**** Information ****

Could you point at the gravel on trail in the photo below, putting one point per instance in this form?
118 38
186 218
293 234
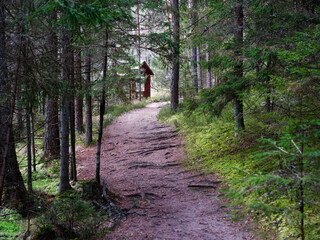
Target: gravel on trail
141 162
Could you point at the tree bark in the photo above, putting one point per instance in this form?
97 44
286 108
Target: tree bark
73 166
88 104
65 113
175 55
79 95
193 48
238 102
208 75
33 143
139 49
51 137
10 175
102 109
29 152
199 68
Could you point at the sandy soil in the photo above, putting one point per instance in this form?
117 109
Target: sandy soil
141 162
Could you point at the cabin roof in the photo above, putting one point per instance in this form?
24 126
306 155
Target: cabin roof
146 69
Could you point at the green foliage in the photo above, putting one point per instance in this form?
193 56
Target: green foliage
10 223
69 217
263 174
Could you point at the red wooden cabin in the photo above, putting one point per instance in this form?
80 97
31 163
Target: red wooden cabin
146 71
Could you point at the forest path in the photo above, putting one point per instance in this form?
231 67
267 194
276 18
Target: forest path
141 162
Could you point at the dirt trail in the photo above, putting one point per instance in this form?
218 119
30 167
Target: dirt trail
140 161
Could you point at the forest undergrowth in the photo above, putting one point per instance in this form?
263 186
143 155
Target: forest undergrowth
260 168
71 214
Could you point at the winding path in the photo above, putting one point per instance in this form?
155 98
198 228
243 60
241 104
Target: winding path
141 162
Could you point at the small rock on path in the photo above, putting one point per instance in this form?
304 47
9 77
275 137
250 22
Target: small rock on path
141 163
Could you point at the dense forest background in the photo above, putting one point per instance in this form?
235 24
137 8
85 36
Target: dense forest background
244 84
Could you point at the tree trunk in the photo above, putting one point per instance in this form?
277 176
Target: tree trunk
79 95
73 166
199 68
102 109
208 55
51 136
10 177
33 143
139 48
193 48
88 106
238 102
175 55
65 113
29 152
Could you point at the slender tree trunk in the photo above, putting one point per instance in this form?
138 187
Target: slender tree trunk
208 75
65 113
193 48
33 143
88 105
29 146
199 68
10 176
208 54
139 48
102 109
175 55
51 137
73 166
238 102
79 95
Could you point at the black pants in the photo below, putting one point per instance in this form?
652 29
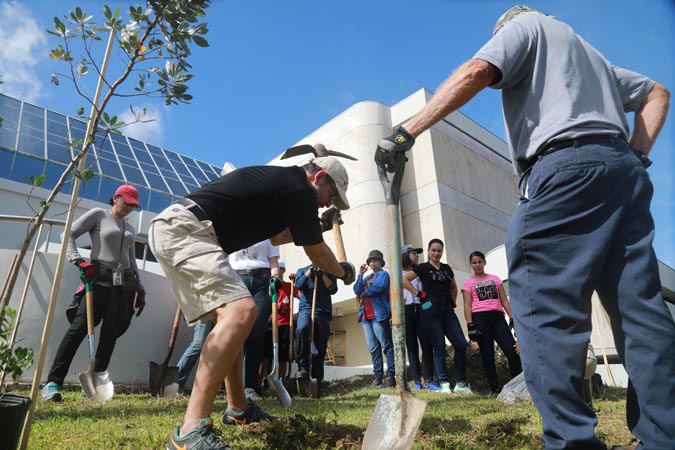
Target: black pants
117 319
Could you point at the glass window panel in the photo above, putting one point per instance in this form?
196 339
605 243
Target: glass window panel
24 167
58 152
110 168
5 162
34 146
159 201
176 187
7 137
89 189
134 175
156 182
108 188
53 173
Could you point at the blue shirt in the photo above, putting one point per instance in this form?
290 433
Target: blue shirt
378 291
305 285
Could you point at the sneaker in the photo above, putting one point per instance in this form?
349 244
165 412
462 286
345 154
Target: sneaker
252 395
463 388
249 415
204 436
50 392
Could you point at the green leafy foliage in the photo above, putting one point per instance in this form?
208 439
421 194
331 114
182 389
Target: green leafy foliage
13 361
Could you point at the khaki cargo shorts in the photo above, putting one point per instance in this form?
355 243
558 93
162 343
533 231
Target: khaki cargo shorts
195 265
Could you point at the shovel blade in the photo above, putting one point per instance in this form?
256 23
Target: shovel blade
394 423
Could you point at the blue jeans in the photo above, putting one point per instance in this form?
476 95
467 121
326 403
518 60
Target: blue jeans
586 226
319 341
378 337
258 285
191 355
493 328
431 329
413 334
453 331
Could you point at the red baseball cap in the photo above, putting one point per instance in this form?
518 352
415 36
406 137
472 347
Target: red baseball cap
129 194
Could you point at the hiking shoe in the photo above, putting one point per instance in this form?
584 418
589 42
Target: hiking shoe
249 415
463 388
431 386
203 437
50 392
252 395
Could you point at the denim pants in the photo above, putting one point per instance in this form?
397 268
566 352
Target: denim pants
493 328
319 341
413 334
190 357
453 331
586 226
378 337
258 285
431 323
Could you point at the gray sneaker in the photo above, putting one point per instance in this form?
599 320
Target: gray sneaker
50 392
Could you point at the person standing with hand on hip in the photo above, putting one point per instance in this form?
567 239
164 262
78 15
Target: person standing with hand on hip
583 217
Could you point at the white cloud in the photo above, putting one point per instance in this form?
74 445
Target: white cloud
150 132
21 39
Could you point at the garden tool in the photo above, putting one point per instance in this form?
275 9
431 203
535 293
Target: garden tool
396 418
162 379
96 386
273 380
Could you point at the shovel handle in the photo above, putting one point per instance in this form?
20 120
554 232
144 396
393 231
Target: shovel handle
174 333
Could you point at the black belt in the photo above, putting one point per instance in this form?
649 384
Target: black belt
193 207
254 271
583 140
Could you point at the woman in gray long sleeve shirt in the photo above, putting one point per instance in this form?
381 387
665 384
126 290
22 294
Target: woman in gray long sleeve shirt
115 283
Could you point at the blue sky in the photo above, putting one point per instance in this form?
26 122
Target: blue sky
276 71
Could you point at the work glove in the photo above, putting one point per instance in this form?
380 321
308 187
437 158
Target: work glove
316 272
390 148
326 219
275 283
87 270
140 302
474 333
350 273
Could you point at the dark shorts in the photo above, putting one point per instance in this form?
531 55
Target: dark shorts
283 342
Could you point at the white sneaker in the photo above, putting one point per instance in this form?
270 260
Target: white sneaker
252 395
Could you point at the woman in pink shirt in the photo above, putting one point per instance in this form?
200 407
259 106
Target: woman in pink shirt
484 304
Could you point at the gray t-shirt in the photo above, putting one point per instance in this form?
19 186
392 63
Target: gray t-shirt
107 244
556 86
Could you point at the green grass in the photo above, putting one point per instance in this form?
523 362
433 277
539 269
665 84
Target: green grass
136 420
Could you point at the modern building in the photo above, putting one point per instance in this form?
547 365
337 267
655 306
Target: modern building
458 186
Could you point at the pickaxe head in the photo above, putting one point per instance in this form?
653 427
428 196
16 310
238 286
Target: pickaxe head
316 150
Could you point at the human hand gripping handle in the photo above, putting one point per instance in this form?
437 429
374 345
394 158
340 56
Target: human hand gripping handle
140 302
474 333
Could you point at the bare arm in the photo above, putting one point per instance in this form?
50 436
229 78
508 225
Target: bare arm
505 301
321 255
468 80
282 238
467 307
650 118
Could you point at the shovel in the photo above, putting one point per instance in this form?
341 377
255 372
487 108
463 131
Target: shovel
397 417
273 380
307 386
96 386
163 380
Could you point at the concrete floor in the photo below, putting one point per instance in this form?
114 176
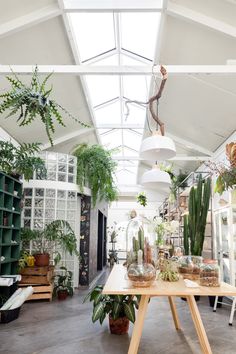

****

■ Task objective ■
Filter the entries above down to the lines that contain the word "below".

■ Response area ■
Could you point at the gravel on trail in the photo below, putting one point per instance in this form?
Could you point at the black pants in the photo below, putting one point per instance in this form?
Could you point at the concrete floor in the photo below, putting one point per instance in this form?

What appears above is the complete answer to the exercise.